*Prompt:* Reproduce the records below in their entirety, character for character.

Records

(begin)

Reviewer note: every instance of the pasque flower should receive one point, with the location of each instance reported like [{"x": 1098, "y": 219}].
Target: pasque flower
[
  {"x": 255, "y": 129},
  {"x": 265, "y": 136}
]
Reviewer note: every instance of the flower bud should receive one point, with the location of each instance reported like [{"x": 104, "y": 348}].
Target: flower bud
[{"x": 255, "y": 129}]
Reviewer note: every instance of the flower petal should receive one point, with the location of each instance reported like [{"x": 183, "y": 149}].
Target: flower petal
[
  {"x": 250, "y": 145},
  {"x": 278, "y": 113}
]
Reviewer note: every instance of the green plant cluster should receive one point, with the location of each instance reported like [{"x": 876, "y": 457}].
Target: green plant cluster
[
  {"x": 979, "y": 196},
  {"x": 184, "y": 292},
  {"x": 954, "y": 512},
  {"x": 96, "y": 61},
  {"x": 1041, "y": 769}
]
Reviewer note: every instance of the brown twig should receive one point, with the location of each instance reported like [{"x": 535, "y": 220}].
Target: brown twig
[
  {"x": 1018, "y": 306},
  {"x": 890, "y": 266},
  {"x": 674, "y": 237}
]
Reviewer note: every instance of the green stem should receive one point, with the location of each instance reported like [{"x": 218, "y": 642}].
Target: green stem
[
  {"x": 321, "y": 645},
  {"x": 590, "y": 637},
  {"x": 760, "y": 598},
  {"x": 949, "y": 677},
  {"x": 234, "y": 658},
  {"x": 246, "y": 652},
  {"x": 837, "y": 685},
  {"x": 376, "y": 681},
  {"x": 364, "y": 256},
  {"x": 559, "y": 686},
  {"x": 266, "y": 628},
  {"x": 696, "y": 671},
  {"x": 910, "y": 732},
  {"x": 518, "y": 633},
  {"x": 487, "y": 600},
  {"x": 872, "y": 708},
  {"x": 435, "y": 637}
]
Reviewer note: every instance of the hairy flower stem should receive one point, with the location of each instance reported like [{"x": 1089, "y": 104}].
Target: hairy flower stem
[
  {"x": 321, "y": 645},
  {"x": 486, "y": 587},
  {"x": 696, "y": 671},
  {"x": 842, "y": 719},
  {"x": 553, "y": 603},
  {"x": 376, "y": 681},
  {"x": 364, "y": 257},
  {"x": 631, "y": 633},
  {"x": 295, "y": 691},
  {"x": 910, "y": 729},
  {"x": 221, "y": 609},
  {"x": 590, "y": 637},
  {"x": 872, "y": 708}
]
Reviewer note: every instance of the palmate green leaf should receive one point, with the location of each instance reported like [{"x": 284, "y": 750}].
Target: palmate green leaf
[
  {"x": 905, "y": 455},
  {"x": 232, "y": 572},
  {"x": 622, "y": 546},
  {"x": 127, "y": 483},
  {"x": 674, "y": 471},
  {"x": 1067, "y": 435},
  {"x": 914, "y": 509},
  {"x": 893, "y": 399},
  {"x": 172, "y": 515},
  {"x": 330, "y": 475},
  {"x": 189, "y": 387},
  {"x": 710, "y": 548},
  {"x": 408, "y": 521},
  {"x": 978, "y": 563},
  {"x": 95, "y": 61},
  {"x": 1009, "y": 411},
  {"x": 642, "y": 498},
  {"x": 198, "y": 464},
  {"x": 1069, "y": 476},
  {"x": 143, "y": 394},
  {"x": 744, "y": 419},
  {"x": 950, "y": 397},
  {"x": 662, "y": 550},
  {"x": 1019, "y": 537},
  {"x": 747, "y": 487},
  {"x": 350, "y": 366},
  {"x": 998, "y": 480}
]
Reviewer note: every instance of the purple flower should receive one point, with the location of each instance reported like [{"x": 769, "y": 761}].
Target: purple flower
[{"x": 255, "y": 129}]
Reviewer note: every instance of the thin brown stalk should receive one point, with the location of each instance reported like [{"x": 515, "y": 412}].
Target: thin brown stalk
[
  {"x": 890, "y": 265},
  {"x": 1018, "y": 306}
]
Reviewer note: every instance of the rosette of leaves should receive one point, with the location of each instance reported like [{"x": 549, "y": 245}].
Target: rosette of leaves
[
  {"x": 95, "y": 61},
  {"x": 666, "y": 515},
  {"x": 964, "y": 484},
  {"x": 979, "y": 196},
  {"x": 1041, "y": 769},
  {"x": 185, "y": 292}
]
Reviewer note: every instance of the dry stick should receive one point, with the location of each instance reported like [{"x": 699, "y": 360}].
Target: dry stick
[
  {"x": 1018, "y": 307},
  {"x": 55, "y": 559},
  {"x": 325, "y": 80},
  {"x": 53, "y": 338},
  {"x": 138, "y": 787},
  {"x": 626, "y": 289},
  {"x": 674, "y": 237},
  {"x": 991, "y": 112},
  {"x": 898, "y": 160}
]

(end)

*Exercise output:*
Reviewer note: every instance of the pasque flower should receive one point, with the location of each instance reported like [{"x": 1098, "y": 219}].
Target: pasque flower
[
  {"x": 255, "y": 129},
  {"x": 265, "y": 136}
]
Reviewer note: every instance of the flower bud should receive one point, with the location of each instance reported like [{"x": 104, "y": 348}].
Target: flower bud
[{"x": 255, "y": 129}]
Reviewer note: every instance of the flower petal should receive one point, with the location of each instance reported like [{"x": 183, "y": 149}].
Target: flower petal
[
  {"x": 250, "y": 145},
  {"x": 278, "y": 113}
]
Reviewer note: every instance of the green plant cluster should receive one point, with the location of each instance reported like [{"x": 876, "y": 457}].
Target: green plant cluster
[
  {"x": 979, "y": 196},
  {"x": 184, "y": 292},
  {"x": 954, "y": 512},
  {"x": 96, "y": 61},
  {"x": 1041, "y": 769}
]
Reviewer note: every instance of the brown twig should receive one point, with the location of each instance reported like [{"x": 535, "y": 220}].
Target: brown twig
[
  {"x": 1018, "y": 306},
  {"x": 890, "y": 266},
  {"x": 674, "y": 237}
]
Reviewer note: every instance of the green stem should receive one point, with the location of each instance reported like [{"x": 218, "y": 642}].
Target: green stem
[
  {"x": 321, "y": 645},
  {"x": 590, "y": 637},
  {"x": 760, "y": 598},
  {"x": 949, "y": 677},
  {"x": 234, "y": 658},
  {"x": 246, "y": 652},
  {"x": 837, "y": 685},
  {"x": 376, "y": 681},
  {"x": 364, "y": 256},
  {"x": 559, "y": 686},
  {"x": 266, "y": 628},
  {"x": 696, "y": 671},
  {"x": 910, "y": 732},
  {"x": 518, "y": 633},
  {"x": 487, "y": 600},
  {"x": 872, "y": 708},
  {"x": 435, "y": 637}
]
Reviewer note: every instance of the hairy flower stem should receive one point, with the location of each instance reported like [{"x": 1089, "y": 104}].
Target: hairy flower stem
[
  {"x": 321, "y": 645},
  {"x": 486, "y": 587},
  {"x": 696, "y": 671},
  {"x": 842, "y": 719},
  {"x": 553, "y": 603},
  {"x": 376, "y": 681},
  {"x": 364, "y": 257},
  {"x": 631, "y": 633},
  {"x": 295, "y": 691},
  {"x": 910, "y": 729},
  {"x": 221, "y": 609},
  {"x": 590, "y": 637},
  {"x": 872, "y": 708}
]
Reviewer note: every instance of the palmate green leaf should receive one point, with the location of each instance reported like [{"x": 284, "y": 750}].
Target: palmate green leaf
[
  {"x": 905, "y": 455},
  {"x": 232, "y": 572},
  {"x": 622, "y": 546},
  {"x": 127, "y": 483},
  {"x": 674, "y": 471},
  {"x": 1067, "y": 435},
  {"x": 914, "y": 509},
  {"x": 893, "y": 399},
  {"x": 172, "y": 515},
  {"x": 330, "y": 475},
  {"x": 189, "y": 387},
  {"x": 710, "y": 548},
  {"x": 408, "y": 521},
  {"x": 978, "y": 563},
  {"x": 95, "y": 61},
  {"x": 1009, "y": 411},
  {"x": 642, "y": 498},
  {"x": 198, "y": 464},
  {"x": 1069, "y": 476},
  {"x": 143, "y": 394},
  {"x": 744, "y": 419},
  {"x": 950, "y": 397},
  {"x": 662, "y": 550},
  {"x": 1019, "y": 537},
  {"x": 747, "y": 487},
  {"x": 350, "y": 366},
  {"x": 998, "y": 480}
]
Reviewer note: every instance of the purple flower should receive one point, with the location of each instance reported like [{"x": 769, "y": 761}].
Target: purple flower
[{"x": 255, "y": 129}]
Reviewer note: every instance of the thin brown stalk should receive one point, with the location of each instance reported like [{"x": 515, "y": 412}].
Target: thin brown stalk
[
  {"x": 890, "y": 265},
  {"x": 1018, "y": 306}
]
Reviewer note: every instance of the rosette of leaves should receive one point, with the location of each instance reported like [{"x": 549, "y": 245}].
Target: rosette of leaves
[
  {"x": 95, "y": 61},
  {"x": 666, "y": 515},
  {"x": 964, "y": 484},
  {"x": 979, "y": 196},
  {"x": 1041, "y": 769},
  {"x": 185, "y": 292}
]
Reviewer note: every instance of the dry stick should receive one point, with the location of each instance reported like [{"x": 699, "y": 360}].
Target: dry stick
[
  {"x": 1018, "y": 307},
  {"x": 55, "y": 559},
  {"x": 325, "y": 80},
  {"x": 53, "y": 338},
  {"x": 138, "y": 787},
  {"x": 626, "y": 289},
  {"x": 674, "y": 237},
  {"x": 991, "y": 112},
  {"x": 898, "y": 160}
]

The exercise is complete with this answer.